──────── MATERIALS PROVIDED ────────
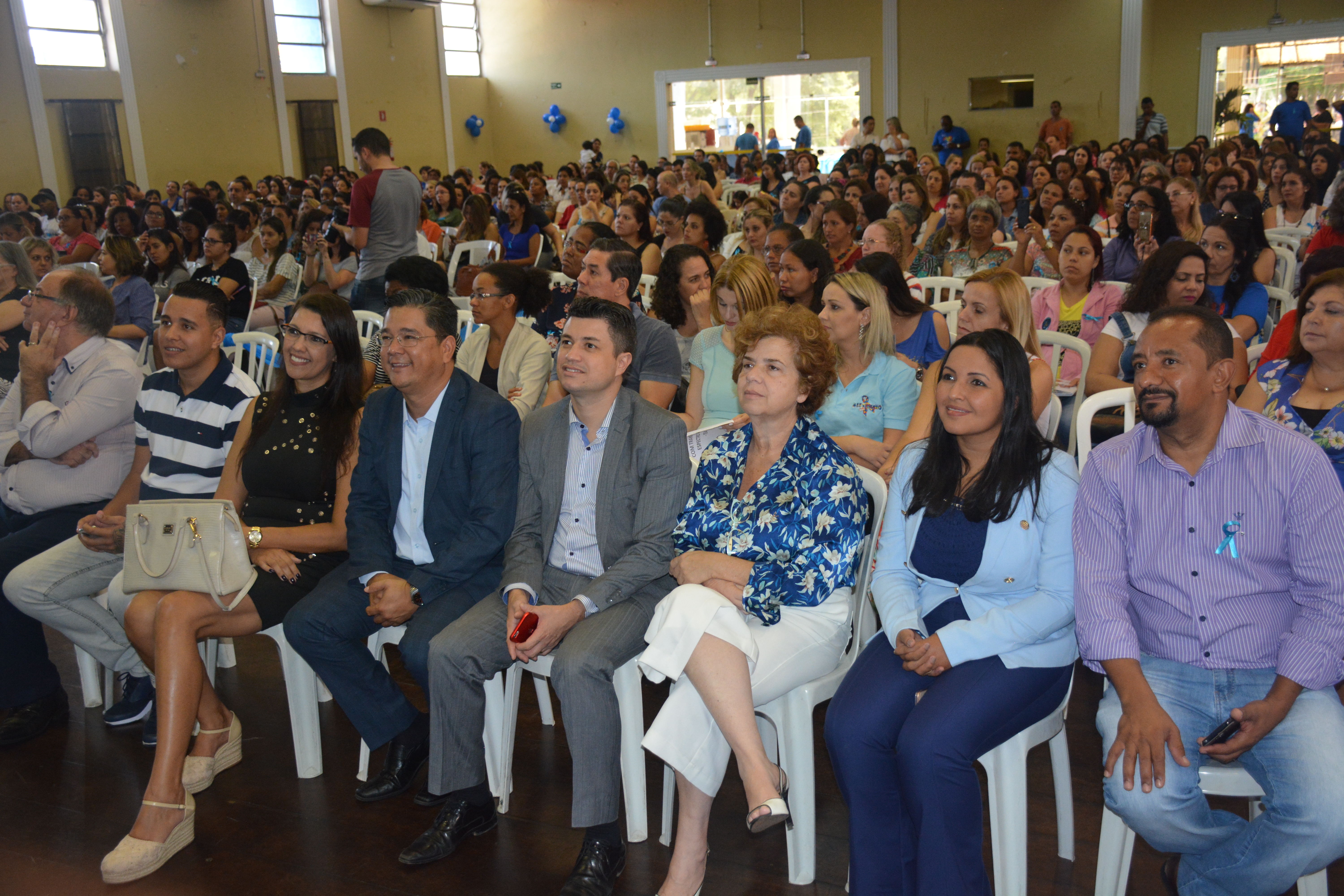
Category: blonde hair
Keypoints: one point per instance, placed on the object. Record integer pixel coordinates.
(866, 292)
(748, 279)
(1014, 306)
────────
SET EXERCISE:
Could you render the data above as a JSON list of strings, one string per line, with blank lines left out? Leave the picture out of your answer.

THE RESULT:
[
  "Category: blonde hair",
  "Keypoints: one point per instance, placed on the object. Record integer pixel coordinates.",
  "(866, 292)",
  "(748, 279)",
  "(1014, 306)"
]